Nos últimos dias-semanas-meses estou a viver em isolamento social. Saio de casa apenas para o necessário: fazer compras no supermercado-farmácia e é o suficiente para me aborrece com o comportamento humano-local que repete o do homem eleito — um boçal.
Volto para a casa e tento deixar no capacho da porta, todo o meu desconforto. Há um ritual que se repete: calçados não entram, ficam do lado de fora. A roupa que uso para ir as ruas, não é a mesma que uso dentro de casa. Retiro a máscara. As roupas. Lavo mãos-braços-rosto… e parto para a higienização de tudo que veio da rua.
Por sorte temos uma varanda agradável o que nos permite almoçar fora quase todos os dias… e, com a redução da poluição visual e sonora, podemos ouvir os pássaros que parecem ironizar a minha condição. Somos nós os engaiolados… a observar a cidade do quarto andar dessa gaiola entre esquinas. E o que eu vejo?

1 — pequenos e grandes chumaços de nuvens — a vagar por cima dos prédios. Não procuro por desenhos como no templo da minha infância. Gosto imenso de observar a força-velocidade e a direção do vento…
formigante e cheia, mas de sonhos.

****

INSTRUÇÕES DE TRABALHO: No texto sobre o isolamento, troque "varanda" por "sacada" e transcreva o trecho que começa em "Nos últimos dias-semanas-meses" e termina em "que eu vejo?".

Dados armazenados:
****

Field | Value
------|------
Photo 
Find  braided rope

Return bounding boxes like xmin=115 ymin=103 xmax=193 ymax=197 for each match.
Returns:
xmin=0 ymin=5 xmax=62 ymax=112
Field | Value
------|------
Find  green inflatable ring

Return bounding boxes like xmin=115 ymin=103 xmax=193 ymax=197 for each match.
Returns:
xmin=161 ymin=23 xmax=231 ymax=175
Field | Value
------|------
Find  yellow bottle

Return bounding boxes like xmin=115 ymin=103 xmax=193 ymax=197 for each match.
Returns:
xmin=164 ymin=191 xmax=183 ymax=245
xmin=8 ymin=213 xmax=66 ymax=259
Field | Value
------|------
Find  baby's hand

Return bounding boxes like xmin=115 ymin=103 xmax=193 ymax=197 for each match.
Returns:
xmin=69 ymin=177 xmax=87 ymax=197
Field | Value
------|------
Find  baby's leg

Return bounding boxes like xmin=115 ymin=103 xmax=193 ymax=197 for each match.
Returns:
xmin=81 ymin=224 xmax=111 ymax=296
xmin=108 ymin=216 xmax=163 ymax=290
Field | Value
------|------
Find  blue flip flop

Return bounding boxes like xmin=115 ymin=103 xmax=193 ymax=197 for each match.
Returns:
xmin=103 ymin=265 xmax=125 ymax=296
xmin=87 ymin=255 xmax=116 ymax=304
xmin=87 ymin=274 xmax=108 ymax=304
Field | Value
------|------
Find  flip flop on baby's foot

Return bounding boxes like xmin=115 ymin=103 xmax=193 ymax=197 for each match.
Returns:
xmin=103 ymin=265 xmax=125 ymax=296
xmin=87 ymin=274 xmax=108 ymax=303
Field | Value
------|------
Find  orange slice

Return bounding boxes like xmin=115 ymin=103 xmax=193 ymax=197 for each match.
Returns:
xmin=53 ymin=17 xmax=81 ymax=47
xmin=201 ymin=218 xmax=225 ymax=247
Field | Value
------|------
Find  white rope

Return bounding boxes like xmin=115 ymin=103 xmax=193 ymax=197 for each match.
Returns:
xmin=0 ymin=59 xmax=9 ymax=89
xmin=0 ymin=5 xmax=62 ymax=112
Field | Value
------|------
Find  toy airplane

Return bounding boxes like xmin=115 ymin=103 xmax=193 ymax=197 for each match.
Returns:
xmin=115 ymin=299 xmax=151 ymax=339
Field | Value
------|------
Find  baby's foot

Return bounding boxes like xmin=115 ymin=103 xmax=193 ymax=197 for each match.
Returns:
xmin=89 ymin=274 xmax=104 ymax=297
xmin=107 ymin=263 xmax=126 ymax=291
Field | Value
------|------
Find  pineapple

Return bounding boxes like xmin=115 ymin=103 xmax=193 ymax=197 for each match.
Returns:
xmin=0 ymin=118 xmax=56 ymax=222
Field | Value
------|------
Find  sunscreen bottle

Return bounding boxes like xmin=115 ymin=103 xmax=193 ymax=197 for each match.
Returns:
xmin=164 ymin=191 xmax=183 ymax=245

****

TAREFA CONCLUÍDA:
Nos últimos dias-semanas-meses estou a viver em isolamento social. Saio de casa apenas para o necessário: fazer compras no supermercado-farmácia e é o suficiente para me aborrece com o comportamento humano-local que repete o do homem eleito — um boçal.
Volto para a casa e tento deixar no capacho da porta, todo o meu desconforto. Há um ritual que se repete: calçados não entram, ficam do lado de fora. A roupa que uso para ir as ruas, não é a mesma que uso dentro de casa. Retiro a máscara. As roupas. Lavo mãos-braços-rosto… e parto para a higienização de tudo que veio da rua.
Por sorte temos uma sacada agradável o que nos permite almoçar fora quase todos os dias… e, com a redução da poluição visual e sonora, podemos ouvir os pássaros que parecem ironizar a minha condição. Somos nós os engaiolados… a observar a cidade do quarto andar dessa gaiola entre esquinas. E o que eu vejo?